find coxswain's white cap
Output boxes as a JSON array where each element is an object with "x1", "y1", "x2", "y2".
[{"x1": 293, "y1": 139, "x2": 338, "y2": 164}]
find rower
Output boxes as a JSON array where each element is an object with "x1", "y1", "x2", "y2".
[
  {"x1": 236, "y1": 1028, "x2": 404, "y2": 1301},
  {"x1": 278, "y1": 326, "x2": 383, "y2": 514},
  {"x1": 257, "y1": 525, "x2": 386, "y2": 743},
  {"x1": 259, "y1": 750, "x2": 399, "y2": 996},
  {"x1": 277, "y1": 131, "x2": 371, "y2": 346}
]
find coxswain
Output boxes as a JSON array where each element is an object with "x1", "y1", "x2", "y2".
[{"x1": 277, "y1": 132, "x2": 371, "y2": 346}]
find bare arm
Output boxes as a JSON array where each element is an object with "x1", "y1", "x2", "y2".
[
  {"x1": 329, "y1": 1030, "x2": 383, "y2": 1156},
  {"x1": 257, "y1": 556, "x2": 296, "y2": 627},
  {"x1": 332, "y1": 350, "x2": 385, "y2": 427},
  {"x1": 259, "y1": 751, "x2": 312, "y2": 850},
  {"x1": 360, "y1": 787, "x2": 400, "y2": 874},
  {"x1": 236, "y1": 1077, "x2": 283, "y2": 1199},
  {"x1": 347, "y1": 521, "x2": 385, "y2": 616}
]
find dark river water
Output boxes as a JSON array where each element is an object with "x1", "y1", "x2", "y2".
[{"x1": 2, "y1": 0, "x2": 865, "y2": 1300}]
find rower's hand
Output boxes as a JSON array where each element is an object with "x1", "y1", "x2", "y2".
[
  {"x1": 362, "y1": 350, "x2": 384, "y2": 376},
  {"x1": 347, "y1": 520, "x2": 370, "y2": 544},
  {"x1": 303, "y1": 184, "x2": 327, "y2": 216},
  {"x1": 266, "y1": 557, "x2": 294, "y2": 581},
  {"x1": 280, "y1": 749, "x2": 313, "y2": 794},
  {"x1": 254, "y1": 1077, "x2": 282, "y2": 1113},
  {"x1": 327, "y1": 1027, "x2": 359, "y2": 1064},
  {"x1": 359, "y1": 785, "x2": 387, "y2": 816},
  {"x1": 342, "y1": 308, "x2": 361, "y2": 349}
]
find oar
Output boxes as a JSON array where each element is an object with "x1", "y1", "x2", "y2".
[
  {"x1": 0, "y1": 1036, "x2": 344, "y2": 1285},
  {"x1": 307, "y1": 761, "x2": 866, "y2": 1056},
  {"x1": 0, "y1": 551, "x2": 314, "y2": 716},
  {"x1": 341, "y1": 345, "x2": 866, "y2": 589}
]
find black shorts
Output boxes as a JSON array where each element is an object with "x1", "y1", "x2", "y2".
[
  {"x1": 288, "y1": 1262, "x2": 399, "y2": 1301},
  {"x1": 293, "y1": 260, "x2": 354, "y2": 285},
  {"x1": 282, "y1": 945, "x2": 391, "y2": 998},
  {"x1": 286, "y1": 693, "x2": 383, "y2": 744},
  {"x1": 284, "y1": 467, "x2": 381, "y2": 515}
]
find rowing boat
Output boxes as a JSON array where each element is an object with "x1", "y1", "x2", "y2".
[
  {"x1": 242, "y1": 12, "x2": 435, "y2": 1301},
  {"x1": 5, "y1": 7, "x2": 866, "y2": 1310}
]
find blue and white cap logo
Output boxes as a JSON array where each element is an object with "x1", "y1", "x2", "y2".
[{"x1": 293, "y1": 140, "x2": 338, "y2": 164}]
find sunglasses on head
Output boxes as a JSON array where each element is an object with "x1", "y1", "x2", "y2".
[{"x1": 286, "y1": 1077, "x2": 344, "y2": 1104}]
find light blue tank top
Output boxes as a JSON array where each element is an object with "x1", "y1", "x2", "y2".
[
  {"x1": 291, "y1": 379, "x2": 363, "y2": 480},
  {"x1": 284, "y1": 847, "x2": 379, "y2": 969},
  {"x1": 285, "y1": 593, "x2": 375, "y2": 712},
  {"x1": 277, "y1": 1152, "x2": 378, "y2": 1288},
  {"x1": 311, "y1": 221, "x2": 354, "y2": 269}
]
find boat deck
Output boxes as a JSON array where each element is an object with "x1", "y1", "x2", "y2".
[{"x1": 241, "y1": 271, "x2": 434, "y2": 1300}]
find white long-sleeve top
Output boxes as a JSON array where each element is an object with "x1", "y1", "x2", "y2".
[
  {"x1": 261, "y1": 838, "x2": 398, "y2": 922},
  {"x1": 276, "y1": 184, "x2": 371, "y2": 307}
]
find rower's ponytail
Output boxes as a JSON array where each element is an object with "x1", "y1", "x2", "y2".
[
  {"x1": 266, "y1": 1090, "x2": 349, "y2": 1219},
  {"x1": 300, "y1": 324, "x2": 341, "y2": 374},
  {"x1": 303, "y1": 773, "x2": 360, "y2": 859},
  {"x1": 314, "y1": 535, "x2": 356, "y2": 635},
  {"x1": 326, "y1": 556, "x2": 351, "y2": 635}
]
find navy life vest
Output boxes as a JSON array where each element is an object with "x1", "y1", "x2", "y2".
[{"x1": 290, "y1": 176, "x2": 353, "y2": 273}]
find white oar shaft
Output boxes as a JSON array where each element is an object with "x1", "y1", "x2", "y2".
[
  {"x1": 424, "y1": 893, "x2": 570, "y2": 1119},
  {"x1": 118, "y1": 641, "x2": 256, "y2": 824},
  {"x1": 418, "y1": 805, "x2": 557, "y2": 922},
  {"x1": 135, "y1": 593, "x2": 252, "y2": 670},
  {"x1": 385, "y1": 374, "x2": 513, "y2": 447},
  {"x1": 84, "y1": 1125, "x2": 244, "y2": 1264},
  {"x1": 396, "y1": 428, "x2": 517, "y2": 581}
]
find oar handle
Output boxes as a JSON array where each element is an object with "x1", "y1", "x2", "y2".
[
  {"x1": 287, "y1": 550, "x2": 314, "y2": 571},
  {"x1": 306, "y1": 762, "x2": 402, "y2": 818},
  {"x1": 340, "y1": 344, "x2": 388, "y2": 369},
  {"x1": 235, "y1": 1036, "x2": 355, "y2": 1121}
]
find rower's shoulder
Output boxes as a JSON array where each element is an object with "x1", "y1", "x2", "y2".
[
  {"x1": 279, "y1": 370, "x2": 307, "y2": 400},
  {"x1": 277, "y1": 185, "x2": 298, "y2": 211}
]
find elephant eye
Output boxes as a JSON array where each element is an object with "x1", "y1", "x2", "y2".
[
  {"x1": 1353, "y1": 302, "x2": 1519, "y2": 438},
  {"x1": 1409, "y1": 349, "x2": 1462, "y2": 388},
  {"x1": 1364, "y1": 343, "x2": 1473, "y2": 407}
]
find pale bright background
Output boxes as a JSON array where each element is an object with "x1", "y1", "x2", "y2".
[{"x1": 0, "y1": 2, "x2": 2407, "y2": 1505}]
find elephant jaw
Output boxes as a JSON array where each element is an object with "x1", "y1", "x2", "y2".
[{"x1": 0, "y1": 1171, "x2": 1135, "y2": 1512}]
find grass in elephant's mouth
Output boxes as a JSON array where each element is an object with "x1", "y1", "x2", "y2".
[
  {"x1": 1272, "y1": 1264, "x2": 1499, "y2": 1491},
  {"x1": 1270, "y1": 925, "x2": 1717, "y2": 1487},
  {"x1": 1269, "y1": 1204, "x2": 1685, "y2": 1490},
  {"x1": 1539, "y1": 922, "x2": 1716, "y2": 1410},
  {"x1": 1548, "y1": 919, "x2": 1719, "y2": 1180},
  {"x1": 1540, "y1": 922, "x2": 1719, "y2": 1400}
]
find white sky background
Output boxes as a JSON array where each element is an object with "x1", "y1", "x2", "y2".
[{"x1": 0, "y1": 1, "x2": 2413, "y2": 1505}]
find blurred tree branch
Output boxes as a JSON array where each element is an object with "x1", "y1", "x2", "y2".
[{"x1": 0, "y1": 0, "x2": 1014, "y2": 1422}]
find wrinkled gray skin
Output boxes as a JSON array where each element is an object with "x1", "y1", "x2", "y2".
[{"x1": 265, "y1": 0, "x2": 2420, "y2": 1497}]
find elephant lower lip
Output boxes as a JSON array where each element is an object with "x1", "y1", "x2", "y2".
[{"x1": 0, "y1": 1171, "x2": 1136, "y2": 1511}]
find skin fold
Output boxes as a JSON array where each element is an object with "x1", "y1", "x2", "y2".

+--

§ **WHAT IS EXPECTED**:
In the material above, find each line that has the string "skin" and return it.

§ **RESPONSE AREA**:
find wrinkled gray skin
find skin fold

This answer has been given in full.